What you will do: Below are the records; retype each one exactly.
(Records supplied begins)
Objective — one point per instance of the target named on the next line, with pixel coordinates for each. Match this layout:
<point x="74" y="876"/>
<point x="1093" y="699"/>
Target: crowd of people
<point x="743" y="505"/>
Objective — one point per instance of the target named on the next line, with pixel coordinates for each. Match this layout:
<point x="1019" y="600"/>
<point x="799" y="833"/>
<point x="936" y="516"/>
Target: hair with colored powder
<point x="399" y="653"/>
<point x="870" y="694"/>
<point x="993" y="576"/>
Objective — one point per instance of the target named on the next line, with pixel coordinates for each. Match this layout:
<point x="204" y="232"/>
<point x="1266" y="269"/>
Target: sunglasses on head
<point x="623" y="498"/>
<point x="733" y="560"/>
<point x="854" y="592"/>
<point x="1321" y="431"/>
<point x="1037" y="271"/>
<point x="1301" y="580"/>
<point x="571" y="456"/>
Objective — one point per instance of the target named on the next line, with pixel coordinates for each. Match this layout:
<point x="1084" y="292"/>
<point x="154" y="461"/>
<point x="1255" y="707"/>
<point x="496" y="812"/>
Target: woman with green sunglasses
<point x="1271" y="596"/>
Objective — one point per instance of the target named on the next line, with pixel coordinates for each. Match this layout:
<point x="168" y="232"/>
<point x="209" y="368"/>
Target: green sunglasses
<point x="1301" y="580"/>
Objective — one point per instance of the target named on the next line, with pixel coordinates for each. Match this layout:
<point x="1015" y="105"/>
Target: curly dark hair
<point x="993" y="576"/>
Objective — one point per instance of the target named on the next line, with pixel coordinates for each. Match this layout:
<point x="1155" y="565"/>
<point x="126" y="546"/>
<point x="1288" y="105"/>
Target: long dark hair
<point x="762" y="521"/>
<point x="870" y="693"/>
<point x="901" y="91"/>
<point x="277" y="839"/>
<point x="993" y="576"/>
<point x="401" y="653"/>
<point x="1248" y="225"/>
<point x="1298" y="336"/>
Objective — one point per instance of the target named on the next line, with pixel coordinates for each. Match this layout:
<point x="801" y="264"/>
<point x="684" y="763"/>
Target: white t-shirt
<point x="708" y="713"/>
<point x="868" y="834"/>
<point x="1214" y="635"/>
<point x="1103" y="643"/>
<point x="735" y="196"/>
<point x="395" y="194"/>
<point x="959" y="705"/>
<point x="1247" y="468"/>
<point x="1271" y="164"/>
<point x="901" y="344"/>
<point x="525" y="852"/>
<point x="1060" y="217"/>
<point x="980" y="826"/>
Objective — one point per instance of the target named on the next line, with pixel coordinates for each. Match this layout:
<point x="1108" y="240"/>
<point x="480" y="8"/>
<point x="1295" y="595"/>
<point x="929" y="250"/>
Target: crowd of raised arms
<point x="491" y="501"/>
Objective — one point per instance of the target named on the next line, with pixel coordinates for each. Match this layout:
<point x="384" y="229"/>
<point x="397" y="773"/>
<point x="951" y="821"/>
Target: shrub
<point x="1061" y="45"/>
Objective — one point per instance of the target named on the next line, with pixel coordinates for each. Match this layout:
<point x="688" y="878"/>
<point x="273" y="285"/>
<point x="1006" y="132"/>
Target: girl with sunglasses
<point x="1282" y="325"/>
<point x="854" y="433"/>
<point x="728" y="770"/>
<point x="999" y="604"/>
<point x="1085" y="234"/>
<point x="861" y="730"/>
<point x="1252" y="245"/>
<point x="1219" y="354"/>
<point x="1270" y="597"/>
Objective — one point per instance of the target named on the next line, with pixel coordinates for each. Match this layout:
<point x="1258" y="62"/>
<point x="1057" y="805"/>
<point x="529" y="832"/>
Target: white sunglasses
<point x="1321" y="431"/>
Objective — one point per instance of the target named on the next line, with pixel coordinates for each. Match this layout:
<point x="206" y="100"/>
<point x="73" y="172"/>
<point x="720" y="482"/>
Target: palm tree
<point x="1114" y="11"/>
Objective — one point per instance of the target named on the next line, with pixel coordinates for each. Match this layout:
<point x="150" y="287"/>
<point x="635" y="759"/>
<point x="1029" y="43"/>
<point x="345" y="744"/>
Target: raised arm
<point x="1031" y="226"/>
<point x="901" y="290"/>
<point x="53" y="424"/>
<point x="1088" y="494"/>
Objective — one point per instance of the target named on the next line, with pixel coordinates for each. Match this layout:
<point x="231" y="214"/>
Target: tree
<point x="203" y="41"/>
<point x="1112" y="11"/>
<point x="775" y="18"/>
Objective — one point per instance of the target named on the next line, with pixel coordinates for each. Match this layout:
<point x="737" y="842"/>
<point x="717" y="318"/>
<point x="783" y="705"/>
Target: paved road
(Records supplied ends)
Output for this exercise:
Objective — one point per instance of the target named on the next line, with pixel coordinates for each. Match this layout:
<point x="74" y="876"/>
<point x="1093" y="699"/>
Target: crowd of people
<point x="743" y="505"/>
Objective — one point per instance of the target named on the next line, with pixel coordinates for each. Match this layout:
<point x="1019" y="600"/>
<point x="799" y="833"/>
<point x="936" y="516"/>
Target: hair with colored powder
<point x="399" y="653"/>
<point x="870" y="694"/>
<point x="993" y="576"/>
Objective — one point per instance of the target named on the next line, with pixel coordinates for each. Match this layout:
<point x="204" y="232"/>
<point x="1266" y="269"/>
Target: sunglasses on head
<point x="623" y="498"/>
<point x="733" y="560"/>
<point x="854" y="592"/>
<point x="1321" y="431"/>
<point x="1037" y="271"/>
<point x="1301" y="580"/>
<point x="571" y="456"/>
Objective — one point per instance of the target named on the next line, with pixel coordinates for each. Match this layout:
<point x="1084" y="292"/>
<point x="154" y="461"/>
<point x="1255" y="707"/>
<point x="496" y="812"/>
Target: woman with green sunglasses
<point x="1271" y="596"/>
Objective — one point per instance of the target named on the next line, with pixel coordinates for each. Match this layout:
<point x="168" y="232"/>
<point x="209" y="368"/>
Target: green sunglasses
<point x="1301" y="580"/>
Objective — one point per instance of the target named on the next line, with pixel coordinates for each. Match this layout:
<point x="1015" y="105"/>
Target: curly dark hair
<point x="993" y="576"/>
Objective — one point per instance of the target named on the next line, with pixel coordinates for each. Match this layout:
<point x="1155" y="565"/>
<point x="126" y="546"/>
<point x="1288" y="105"/>
Target: long dark hair
<point x="762" y="521"/>
<point x="870" y="693"/>
<point x="901" y="91"/>
<point x="277" y="839"/>
<point x="993" y="576"/>
<point x="401" y="653"/>
<point x="1248" y="225"/>
<point x="1298" y="336"/>
Objective — one point per instance of the target named on the next line, with pixel coordinates for each. Match this layout:
<point x="801" y="264"/>
<point x="684" y="763"/>
Target: white t-shirt
<point x="708" y="713"/>
<point x="868" y="834"/>
<point x="1214" y="635"/>
<point x="1103" y="643"/>
<point x="735" y="196"/>
<point x="395" y="194"/>
<point x="959" y="705"/>
<point x="1247" y="468"/>
<point x="1271" y="164"/>
<point x="901" y="344"/>
<point x="525" y="852"/>
<point x="1060" y="217"/>
<point x="980" y="826"/>
Objective — one point per instance of the target named on the next line, with pixel coordinates for each. Match this layout:
<point x="1108" y="240"/>
<point x="480" y="8"/>
<point x="1295" y="595"/>
<point x="929" y="250"/>
Target: crowd of raised arms
<point x="491" y="501"/>
Objective — one point per instance of the target named on the next line, with pixel coordinates for each. Match this layout:
<point x="384" y="229"/>
<point x="397" y="773"/>
<point x="951" y="821"/>
Target: shrub
<point x="1061" y="45"/>
Objective — one point per instance of the target named on the next line, with pixel coordinates for each. Match this layout:
<point x="688" y="878"/>
<point x="273" y="285"/>
<point x="1006" y="132"/>
Target: girl with sunglasses
<point x="1282" y="325"/>
<point x="854" y="433"/>
<point x="728" y="770"/>
<point x="999" y="604"/>
<point x="1085" y="234"/>
<point x="861" y="730"/>
<point x="1252" y="245"/>
<point x="1219" y="354"/>
<point x="1270" y="597"/>
Objective — one point per instance of the target named on the next line, with pixel coordinates for each. Match this layout:
<point x="1258" y="62"/>
<point x="1057" y="805"/>
<point x="529" y="832"/>
Target: white sunglasses
<point x="1321" y="431"/>
Objective — one point per instance of the target named on the next line, with pixel coordinates for each. Match this layout:
<point x="206" y="100"/>
<point x="73" y="172"/>
<point x="720" y="482"/>
Target: palm tree
<point x="1114" y="11"/>
Objective — one point per instance of the target named on the next line, with pixel coordinates for each. Match this layout:
<point x="150" y="287"/>
<point x="635" y="759"/>
<point x="1029" y="43"/>
<point x="345" y="744"/>
Target: raised arm
<point x="1031" y="226"/>
<point x="901" y="290"/>
<point x="53" y="424"/>
<point x="1088" y="494"/>
Objective — one point per instance of the target named on the next line, with pixel coordinates for each. Match this layout:
<point x="231" y="214"/>
Target: tree
<point x="203" y="41"/>
<point x="1112" y="11"/>
<point x="775" y="18"/>
Objective — one point per instance of the target named on the next line, with pixel coordinates for each. Match this layout:
<point x="737" y="842"/>
<point x="717" y="318"/>
<point x="783" y="705"/>
Target: paved road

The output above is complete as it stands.